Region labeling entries
◇ ◇ ◇ ◇ ◇ ◇ ◇

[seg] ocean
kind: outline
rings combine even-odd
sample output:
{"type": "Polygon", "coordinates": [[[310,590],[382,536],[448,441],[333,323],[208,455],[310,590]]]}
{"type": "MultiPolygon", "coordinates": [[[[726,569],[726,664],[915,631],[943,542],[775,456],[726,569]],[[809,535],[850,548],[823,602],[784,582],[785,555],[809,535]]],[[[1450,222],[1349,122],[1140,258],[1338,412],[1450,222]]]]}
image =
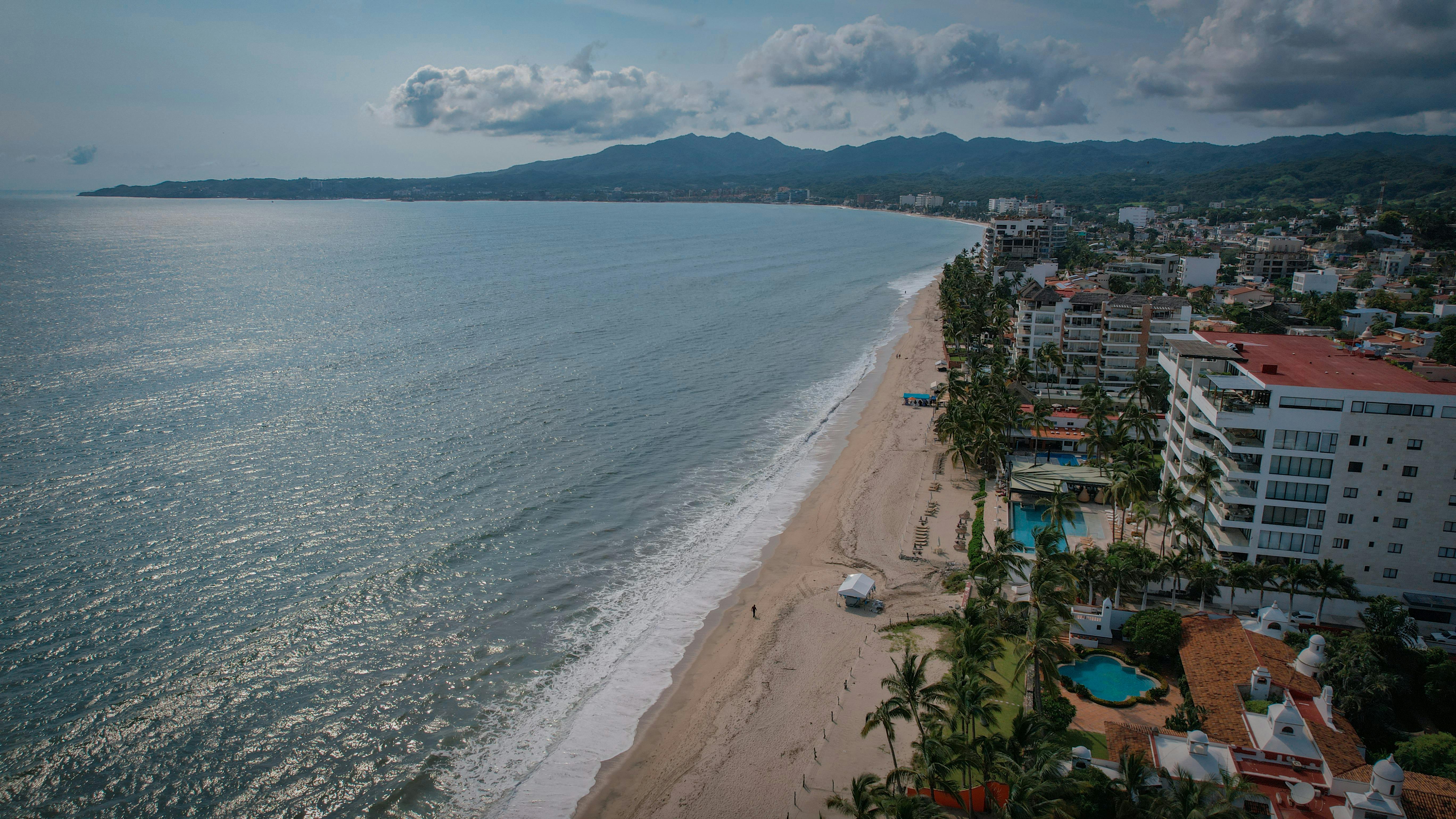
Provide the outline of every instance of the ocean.
{"type": "Polygon", "coordinates": [[[0,813],[568,815],[978,236],[0,200],[0,813]]]}

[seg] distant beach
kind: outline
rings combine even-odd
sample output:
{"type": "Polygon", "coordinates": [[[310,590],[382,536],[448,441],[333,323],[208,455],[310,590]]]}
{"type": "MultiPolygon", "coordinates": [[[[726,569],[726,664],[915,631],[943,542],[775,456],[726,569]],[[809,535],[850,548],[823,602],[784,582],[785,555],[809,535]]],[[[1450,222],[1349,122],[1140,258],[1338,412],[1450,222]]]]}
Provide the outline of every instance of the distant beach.
{"type": "Polygon", "coordinates": [[[900,396],[943,377],[935,305],[932,281],[910,306],[907,332],[885,350],[878,385],[824,479],[575,816],[776,816],[795,793],[823,803],[834,772],[843,785],[884,768],[882,742],[859,736],[891,667],[875,628],[957,602],[929,564],[898,558],[933,462],[930,412],[900,396]],[[836,589],[852,571],[877,580],[885,614],[839,606],[836,589]],[[799,790],[804,783],[812,790],[799,790]]]}

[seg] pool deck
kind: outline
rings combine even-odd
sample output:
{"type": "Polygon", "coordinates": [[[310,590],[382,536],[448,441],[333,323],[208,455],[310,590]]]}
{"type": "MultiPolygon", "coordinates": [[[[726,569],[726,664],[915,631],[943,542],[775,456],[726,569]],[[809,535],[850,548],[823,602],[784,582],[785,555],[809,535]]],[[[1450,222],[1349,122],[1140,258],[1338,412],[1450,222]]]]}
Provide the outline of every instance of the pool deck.
{"type": "MultiPolygon", "coordinates": [[[[1127,653],[1127,643],[1114,640],[1104,643],[1105,647],[1127,653]]],[[[1139,702],[1130,708],[1109,708],[1098,705],[1091,700],[1083,700],[1076,694],[1066,694],[1066,698],[1077,707],[1077,716],[1072,718],[1073,730],[1101,732],[1102,723],[1127,723],[1130,726],[1163,727],[1163,720],[1174,716],[1174,710],[1182,705],[1182,694],[1176,685],[1169,685],[1168,697],[1153,705],[1139,702]]]]}

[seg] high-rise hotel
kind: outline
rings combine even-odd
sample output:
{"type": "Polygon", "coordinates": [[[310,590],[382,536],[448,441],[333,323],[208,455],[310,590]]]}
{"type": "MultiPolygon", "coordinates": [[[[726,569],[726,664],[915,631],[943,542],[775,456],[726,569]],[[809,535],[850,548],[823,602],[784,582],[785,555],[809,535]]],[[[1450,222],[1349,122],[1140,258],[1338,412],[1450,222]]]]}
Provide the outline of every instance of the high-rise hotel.
{"type": "Polygon", "coordinates": [[[1163,478],[1201,503],[1198,456],[1219,463],[1204,529],[1226,558],[1331,558],[1364,593],[1453,619],[1456,383],[1319,337],[1194,332],[1158,361],[1172,380],[1163,478]]]}

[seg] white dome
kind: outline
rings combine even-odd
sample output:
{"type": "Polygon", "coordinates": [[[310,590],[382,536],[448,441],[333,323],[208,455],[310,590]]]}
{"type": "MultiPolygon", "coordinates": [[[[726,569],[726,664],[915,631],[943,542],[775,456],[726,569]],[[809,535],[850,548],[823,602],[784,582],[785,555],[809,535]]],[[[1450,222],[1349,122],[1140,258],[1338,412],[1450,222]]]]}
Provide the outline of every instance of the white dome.
{"type": "Polygon", "coordinates": [[[1325,653],[1315,650],[1313,646],[1305,646],[1305,650],[1299,653],[1299,662],[1318,669],[1325,665],[1325,653]]]}
{"type": "Polygon", "coordinates": [[[1395,764],[1395,756],[1386,756],[1385,759],[1376,762],[1372,771],[1374,772],[1374,775],[1380,777],[1388,783],[1405,781],[1405,771],[1402,771],[1401,767],[1395,764]]]}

◇ ◇ ◇ ◇ ◇ ◇ ◇

*Set exercise:* The records above must be echoed exactly, minus their pictures.

*Response to this exercise:*
[seg] ocean
kind: outline
rings combine even-odd
sample output:
{"type": "Polygon", "coordinates": [[[310,590],[382,536],[448,441],[333,323],[208,455],[310,590]]]}
{"type": "MultiPolygon", "coordinates": [[[[726,569],[726,664],[915,631],[943,542],[775,456],[726,569]],[[809,535],[850,548],[823,602],[784,582],[785,555],[809,535]]],[[[1450,222],[1349,122],[1140,258],[1338,412],[1450,222]]]]}
image =
Provide the outline of every instance of the ocean.
{"type": "Polygon", "coordinates": [[[0,813],[568,815],[978,236],[0,200],[0,813]]]}

[seg] distant beach
kind: outline
rings combine even-odd
sample output:
{"type": "Polygon", "coordinates": [[[310,590],[382,536],[448,441],[333,323],[208,455],[310,590]]]}
{"type": "MultiPolygon", "coordinates": [[[[726,569],[726,664],[915,631],[943,542],[775,456],[726,569]],[[809,535],[850,548],[823,602],[784,582],[785,555],[809,535]]],[[[1450,222],[1349,122],[1140,258],[1338,412],[1450,222]]]]}
Provide the outline of every instance of the distant beach.
{"type": "Polygon", "coordinates": [[[900,396],[943,377],[935,305],[932,281],[910,306],[907,332],[885,350],[878,385],[824,479],[575,816],[776,816],[795,793],[823,803],[834,772],[843,785],[884,768],[882,742],[859,736],[891,667],[875,628],[957,602],[929,564],[898,558],[933,462],[930,412],[900,396]],[[836,589],[852,571],[877,580],[885,614],[839,606],[836,589]],[[799,790],[804,783],[812,790],[799,790]]]}

[seg] pool deck
kind: outline
rings combine even-odd
sample output:
{"type": "Polygon", "coordinates": [[[310,590],[382,536],[448,441],[333,323],[208,455],[310,590]]]}
{"type": "MultiPolygon", "coordinates": [[[[726,569],[726,664],[915,631],[943,542],[775,456],[726,569]],[[809,535],[850,548],[823,602],[784,582],[785,555],[809,535]]],[[[1450,222],[1349,122],[1140,258],[1338,412],[1450,222]]]]}
Provide the outline of every instance of the pool deck.
{"type": "MultiPolygon", "coordinates": [[[[1127,653],[1127,643],[1114,640],[1104,643],[1105,647],[1127,653]]],[[[1139,702],[1130,708],[1109,708],[1098,705],[1091,700],[1083,700],[1076,694],[1066,694],[1066,698],[1077,707],[1077,716],[1072,718],[1073,730],[1101,732],[1102,723],[1127,723],[1130,726],[1163,727],[1163,720],[1174,716],[1174,710],[1182,705],[1182,694],[1176,685],[1169,685],[1168,697],[1153,705],[1139,702]]]]}

[seg] high-rise hotel
kind: outline
rings combine even-odd
sample output:
{"type": "Polygon", "coordinates": [[[310,590],[382,536],[448,441],[333,323],[208,455],[310,590]]]}
{"type": "MultiPolygon", "coordinates": [[[[726,569],[726,664],[915,631],[943,542],[775,456],[726,569]],[[809,535],[850,548],[823,602],[784,582],[785,555],[809,535]]],[[[1450,222],[1349,122],[1140,258],[1338,412],[1450,222]]]]}
Provide the outline of every instance of the high-rise hotel.
{"type": "Polygon", "coordinates": [[[1163,478],[1201,503],[1198,456],[1219,463],[1204,529],[1226,558],[1331,558],[1364,593],[1453,619],[1456,383],[1319,337],[1194,332],[1158,361],[1172,380],[1163,478]]]}

[seg] white dome
kind: outline
rings combine even-odd
sample output:
{"type": "Polygon", "coordinates": [[[310,590],[382,536],[448,441],[333,323],[208,455],[310,590]]]}
{"type": "MultiPolygon", "coordinates": [[[[726,569],[726,664],[915,631],[943,542],[775,456],[726,569]],[[809,535],[850,548],[823,602],[784,582],[785,555],[809,535]]],[[[1450,222],[1349,122],[1140,258],[1338,412],[1450,222]]]]}
Provide the outline of every instance of the white dome.
{"type": "Polygon", "coordinates": [[[1325,653],[1315,650],[1313,646],[1305,646],[1305,650],[1299,653],[1299,662],[1318,669],[1325,665],[1325,653]]]}
{"type": "Polygon", "coordinates": [[[1395,764],[1395,756],[1386,756],[1385,759],[1376,762],[1372,771],[1374,772],[1374,775],[1380,777],[1388,783],[1405,781],[1405,771],[1402,771],[1401,767],[1395,764]]]}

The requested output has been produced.